*Selected passage*
--------

Skip to content

medvoice-research/local-stt

Repository files navigation

Local Speech-To-Text

This project provides a FastAPI web service for offline transcription and diarization using whisper.cpp, allowing you to run high-quality speech recognition locally without sending data to external services.

Whisper.cpp FastAPI Service

Demo

cpu-base-model-demo.mp4

Key Features

  • Web UI: Easy-to-use web interface for transcription and diarization
  • API Access: RESTful API for programmatic access
  • Multiple Models: Support for various model sizes (tiny, base, small, medium, large)
  • Diarization: Speaker segmentation using pyannote/speaker-diarization-3.1, a state-of-the-art diarization system
  • Offline Operation: All processing happens locally, no data leaves your machine
  • On-demand Model Downloads: Automatic model management with visual indicators for download status
  • Support for Various Audio Formats: Through FFmpeg integration

Prerequisites

  1. whisper.cpp - The service expects whisper-cli binary to be available in your PATH or configured via environment variables
  2. FFmpeg - Required for audio conversion
  3. Python 3.8+ - Required to run the FastAPI service
  4. Hugging Face Token - Required for advanced speaker diarization using pyannote.audio (optional)

Quick Start

Native Installation

  1. Clone this repository:

    git clone https://github.com/yourusername/whispercpp-experimental.git
    cd whispercpp-experimental
  2. You have several options to set up the service:

    Option 1: Complete setup (recommended for first-time users)

    # Creates virtual environment, installs dependencies,
    # builds whisper.cpp, creates symlink, and downloads base models
    make setup-all

    Option 2: Step-by-step setup

    # Create a virtual environment (optional)
    make venv
    
    # Install Python dependencies
    make install
    
    # Build whisper.cpp from source
    make build-whisper
    
    # Create a symlink to whisper-cli
    make link-whisper
    
    # Download specific models (e.g., base.en, small.en)

--------

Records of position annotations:
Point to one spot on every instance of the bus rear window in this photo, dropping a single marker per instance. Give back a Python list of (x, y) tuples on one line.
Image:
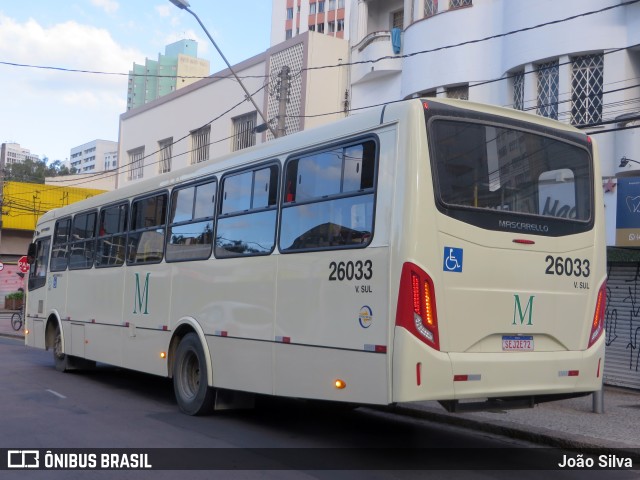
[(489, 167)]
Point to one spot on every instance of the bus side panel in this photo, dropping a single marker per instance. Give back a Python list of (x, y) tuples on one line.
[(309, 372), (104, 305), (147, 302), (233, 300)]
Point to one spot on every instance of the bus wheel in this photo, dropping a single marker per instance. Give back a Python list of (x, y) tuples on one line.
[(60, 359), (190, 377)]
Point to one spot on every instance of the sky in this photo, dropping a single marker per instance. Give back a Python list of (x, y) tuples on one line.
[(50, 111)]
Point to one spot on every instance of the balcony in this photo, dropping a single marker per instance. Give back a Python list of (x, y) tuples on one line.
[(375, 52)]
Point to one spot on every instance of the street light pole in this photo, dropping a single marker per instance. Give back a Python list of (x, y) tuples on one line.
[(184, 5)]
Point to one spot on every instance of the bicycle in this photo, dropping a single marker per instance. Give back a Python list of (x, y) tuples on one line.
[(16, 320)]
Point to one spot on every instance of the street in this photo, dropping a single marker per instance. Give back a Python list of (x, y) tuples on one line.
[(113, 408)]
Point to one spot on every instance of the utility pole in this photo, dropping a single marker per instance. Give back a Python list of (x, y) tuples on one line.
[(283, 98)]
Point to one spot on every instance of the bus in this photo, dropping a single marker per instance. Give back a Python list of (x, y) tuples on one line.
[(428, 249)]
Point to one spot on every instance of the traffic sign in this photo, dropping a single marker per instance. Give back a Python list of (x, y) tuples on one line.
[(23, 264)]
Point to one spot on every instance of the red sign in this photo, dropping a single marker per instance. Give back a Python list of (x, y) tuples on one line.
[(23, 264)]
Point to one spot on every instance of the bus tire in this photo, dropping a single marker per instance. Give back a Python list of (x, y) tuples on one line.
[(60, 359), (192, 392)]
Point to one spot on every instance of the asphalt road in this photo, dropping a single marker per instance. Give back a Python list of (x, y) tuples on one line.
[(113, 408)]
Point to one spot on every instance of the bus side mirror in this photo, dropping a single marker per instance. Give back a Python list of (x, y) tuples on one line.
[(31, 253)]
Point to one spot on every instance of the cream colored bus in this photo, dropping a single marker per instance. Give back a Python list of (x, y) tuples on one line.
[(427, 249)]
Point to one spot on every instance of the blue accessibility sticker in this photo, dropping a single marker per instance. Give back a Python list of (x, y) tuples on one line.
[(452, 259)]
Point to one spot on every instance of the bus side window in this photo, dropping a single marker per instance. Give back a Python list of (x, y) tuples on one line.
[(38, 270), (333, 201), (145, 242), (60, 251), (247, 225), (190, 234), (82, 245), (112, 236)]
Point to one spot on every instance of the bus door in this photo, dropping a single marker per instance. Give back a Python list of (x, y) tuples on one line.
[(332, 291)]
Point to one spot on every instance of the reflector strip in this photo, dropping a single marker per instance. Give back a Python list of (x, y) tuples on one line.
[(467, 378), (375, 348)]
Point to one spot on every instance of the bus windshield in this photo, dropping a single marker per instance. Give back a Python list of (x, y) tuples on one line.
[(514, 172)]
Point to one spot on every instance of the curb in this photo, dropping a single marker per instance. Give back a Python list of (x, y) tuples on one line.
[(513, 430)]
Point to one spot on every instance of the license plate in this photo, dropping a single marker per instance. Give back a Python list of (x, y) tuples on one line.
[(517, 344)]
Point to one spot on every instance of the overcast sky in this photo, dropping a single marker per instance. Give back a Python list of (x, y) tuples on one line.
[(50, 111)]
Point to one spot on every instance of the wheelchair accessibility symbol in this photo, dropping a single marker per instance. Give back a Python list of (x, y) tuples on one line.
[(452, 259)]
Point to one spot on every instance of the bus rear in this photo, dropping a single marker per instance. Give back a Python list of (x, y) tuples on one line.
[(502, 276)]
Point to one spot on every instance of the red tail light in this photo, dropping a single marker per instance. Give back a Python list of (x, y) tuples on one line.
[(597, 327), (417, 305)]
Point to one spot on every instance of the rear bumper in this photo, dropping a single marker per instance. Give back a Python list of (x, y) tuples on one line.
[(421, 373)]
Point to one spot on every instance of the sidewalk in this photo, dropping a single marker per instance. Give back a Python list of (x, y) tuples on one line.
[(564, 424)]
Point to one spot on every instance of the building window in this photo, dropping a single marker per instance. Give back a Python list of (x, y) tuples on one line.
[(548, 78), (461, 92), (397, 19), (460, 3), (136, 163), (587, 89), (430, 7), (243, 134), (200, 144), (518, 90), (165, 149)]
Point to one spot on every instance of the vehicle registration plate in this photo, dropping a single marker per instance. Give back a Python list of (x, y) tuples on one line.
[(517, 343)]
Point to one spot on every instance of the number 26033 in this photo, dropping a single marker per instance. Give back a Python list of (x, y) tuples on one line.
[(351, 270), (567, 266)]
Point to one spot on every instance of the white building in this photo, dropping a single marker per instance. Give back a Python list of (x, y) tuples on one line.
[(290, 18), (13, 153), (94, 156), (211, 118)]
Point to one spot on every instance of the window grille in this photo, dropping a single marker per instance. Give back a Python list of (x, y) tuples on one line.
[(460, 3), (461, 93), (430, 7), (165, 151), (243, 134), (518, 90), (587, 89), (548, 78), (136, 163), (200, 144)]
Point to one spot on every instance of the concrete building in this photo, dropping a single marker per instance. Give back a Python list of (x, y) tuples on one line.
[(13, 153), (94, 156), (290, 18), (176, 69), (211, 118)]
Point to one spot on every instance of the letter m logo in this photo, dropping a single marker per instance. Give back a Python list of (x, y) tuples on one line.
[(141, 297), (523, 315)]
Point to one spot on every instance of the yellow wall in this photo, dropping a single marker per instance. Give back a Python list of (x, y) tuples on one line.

--------

*Request A*
In the local speech-to-text readme, what is FFmpeg required for?
*Request B*
Resume the local speech-to-text readme, starting right after its last line.

*Reply A*
Audio conversion.

*Reply B*
    make download-model MODEL=base.en
  3. Run the service:

    make start
  4. Open your browser and go to http://localhost:8000

  5. Additional commands:

    # List available models
    make models
    
    # Stop the running service
    make stop
    
    # Clean temporary files
    make clean

Configuration

Environment Variables

The service can be configured using environment variables. You can set them directly or through a .env file (recommended):

  1. Copy the example configuration file:

    cp .env.example .env
  2. Edit the .env file to customize settings:

    # Whisper.cpp Configuration
    WHISPER_BIN_PATH=whisper-cli  # Path to the whisper.cpp binary
    DEFAULT_MODEL=base.en         # Default model to use for transcription
    
    # Speaker Diarization Configuration
    HF_TOKEN=your_token_here      # Hugging Face token for pyannote/speaker-diarization
    
    # Server Configuration
    HOST=0.0.0.0                  # Host to bind the server to
    PORT=8000                     # Port to run the server on
    DEBUG=false                   # Enable debug mode (true/false)
    

Key Configuration Options

  • WHISPER_BIN_PATH: Path to the whisper-cli binary (default: looks in PATH)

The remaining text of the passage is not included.